**ページ:**
中小企業の財務を一手に担う「外部CFO」サービスとは?
グループ急成長に導く若き税理士の経営戦略に迫る vol.1

ベルシティ税理士法人グループ CEO 小野 良介
創業4年で総勢50名規模の組織へと、驚異的なスピードで急成長を続けているベルシティ税理士法人グループ。「税理士業界の外部CFO化」を目標に掲げ、新たな人材の採用・育成にも力を入れている。グループを率いるのは、弱冠28歳の税理士・小野良介CEO。中小企業をサポートしたい、という強い思いを持ちながら組織の拡大を進める小野氏に、経営戦略と今後の展望、さらには業界の未来について伺った。
明確なビジョンが成長の源泉
中小企業を支える「外部CFO」とは?
会計業界でも働き手不足が深刻化している中、御社は従業員数をどんどん増やしておられるようですね。その秘訣は、どこにあるのでしょう?

**処理対象データ:**
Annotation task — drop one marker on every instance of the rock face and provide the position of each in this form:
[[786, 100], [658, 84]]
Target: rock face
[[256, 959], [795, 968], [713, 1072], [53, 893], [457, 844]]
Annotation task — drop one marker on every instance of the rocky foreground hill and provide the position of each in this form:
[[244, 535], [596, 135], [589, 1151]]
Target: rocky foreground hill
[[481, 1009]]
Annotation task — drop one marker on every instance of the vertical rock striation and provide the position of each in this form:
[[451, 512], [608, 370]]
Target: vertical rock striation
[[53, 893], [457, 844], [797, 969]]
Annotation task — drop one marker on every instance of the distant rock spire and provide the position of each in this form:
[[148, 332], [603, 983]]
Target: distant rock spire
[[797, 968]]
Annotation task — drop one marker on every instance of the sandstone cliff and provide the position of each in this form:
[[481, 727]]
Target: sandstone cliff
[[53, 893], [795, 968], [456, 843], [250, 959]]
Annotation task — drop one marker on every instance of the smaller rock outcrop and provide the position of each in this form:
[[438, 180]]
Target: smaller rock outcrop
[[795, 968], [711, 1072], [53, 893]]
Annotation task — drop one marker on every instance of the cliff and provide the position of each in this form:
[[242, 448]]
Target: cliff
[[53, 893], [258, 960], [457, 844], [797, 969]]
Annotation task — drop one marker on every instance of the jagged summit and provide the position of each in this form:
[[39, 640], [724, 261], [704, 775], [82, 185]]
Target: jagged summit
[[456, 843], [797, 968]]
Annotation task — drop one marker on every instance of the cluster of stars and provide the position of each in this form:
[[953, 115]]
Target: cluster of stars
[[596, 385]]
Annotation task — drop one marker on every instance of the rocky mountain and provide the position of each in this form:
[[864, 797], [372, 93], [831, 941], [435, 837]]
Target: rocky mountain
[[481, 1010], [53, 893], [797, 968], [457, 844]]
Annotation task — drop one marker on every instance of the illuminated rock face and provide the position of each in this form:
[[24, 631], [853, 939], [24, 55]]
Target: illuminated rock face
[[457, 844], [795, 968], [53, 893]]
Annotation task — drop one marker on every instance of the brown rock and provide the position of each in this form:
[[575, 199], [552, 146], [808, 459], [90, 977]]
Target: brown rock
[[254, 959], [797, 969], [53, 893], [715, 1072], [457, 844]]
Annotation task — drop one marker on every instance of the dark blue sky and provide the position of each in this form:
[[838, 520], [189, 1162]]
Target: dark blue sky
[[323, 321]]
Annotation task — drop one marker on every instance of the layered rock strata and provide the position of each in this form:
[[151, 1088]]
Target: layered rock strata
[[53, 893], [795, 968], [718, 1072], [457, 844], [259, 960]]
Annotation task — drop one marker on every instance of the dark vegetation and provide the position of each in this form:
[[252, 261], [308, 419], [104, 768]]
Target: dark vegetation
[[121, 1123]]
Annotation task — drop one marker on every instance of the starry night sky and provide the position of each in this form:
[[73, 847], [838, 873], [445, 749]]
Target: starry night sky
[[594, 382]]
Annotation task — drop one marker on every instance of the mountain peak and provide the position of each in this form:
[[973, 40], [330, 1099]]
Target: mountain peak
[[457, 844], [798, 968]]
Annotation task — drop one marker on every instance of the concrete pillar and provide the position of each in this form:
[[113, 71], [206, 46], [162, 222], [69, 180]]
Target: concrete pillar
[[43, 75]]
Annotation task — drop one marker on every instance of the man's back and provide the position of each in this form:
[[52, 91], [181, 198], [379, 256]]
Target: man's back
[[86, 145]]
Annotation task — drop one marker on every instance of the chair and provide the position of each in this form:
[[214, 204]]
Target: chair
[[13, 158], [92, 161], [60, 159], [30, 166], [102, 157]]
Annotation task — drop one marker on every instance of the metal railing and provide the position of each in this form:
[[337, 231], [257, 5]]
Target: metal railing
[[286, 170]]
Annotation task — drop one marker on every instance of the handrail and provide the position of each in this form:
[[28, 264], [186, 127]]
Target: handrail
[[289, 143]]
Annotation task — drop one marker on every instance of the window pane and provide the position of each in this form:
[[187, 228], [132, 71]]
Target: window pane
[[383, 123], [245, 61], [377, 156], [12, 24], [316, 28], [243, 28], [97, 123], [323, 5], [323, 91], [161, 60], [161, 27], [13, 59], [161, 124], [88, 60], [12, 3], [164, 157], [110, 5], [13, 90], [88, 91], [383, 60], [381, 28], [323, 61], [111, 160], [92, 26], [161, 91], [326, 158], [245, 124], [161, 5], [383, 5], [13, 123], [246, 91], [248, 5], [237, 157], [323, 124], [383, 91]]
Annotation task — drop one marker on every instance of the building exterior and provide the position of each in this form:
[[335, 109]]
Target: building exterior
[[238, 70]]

**タスク一覧:**
(1) リストの中で「the rocky foreground」を含む行から始め、「[[795, 968], [711, 1072], [53, 893]]」を含む行で終わるまでを番号付きの一覧に並べてください。空行は入れないこと。
(2) 外部CFOサービスをめぐるインタビュー記事を、最後に示された一文の後から引き継いで書き進めること。

**タスクの結果:**
(1)
1. Annotation task — drop one marker on every instance of the rocky foreground hill and provide the position of each in this form:
2. [[244, 535], [596, 135], [589, 1151]]
3. Target: rocky foreground hill
4. [[481, 1009]]
5. Annotation task — drop one marker on every instance of the vertical rock striation and provide the position of each in this form:
6. [[451, 512], [608, 370]]
7. Target: vertical rock striation
8. [[53, 893], [457, 844], [797, 969]]
9. Annotation task — drop one marker on every instance of the distant rock spire and provide the position of each in this form:
10. [[148, 332], [603, 983]]
11. Target: distant rock spire
12. [[797, 968]]
13. Annotation task — drop one marker on every instance of the sandstone cliff and provide the position of each in this form:
14. [[481, 727]]
15. Target: sandstone cliff
16. [[53, 893], [795, 968], [456, 843], [250, 959]]
17. Annotation task — drop one marker on every instance of the smaller rock outcrop and provide the position of each in this form:
18. [[438, 180]]
19. Target: smaller rock outcrop
20. [[795, 968], [711, 1072], [53, 893]]

(2)
採用に関しては、設立当初からいろいろと試行錯誤を繰り返してきました。お世話になっている経営者の方からも様々なアドバイスをもらいました。その結果強く感じるようになったのは、採用する側が魅力的な経営ビジョンを示し、そのビジョンに忠実に行動することの重要性です。そこに気がついてからは、弊社は何を目指し、具体的にどんな仕事ができる企業なのかを、面接の場などで詳しく説明するようになりました。おかげさまで、弊社では自己都合による退職例はほとんどありません。それは、私が社内外で発言していることと、実際に事業として行っていることに乖離がないからではないかと思っています。
御社が掲げている経営ビジョンというのは、どのようなものなのでしょうか?
創業当時からの「他人事と捉えず、私事と捉えよ」のモットーを忘れず、「中小企業を支える『サービス業』として事業展開する」というビジョンに基づいて経営を進めてきました。
事業を拡大していくと、従業員の負担は増えます。ただありがたいことに、皆、「次は何をするんだろう」という期待感を抱きながら前向きに業務に取り組んでくれています。「業務が増えて、また大変になる!」と、冗談半分で私に語り掛けてくる従業員もいますが、何でも言い合える空気感がとても好ましいと考えています。威圧感を与えない私のキャラクターが、功を奏しているのではないかと思っています。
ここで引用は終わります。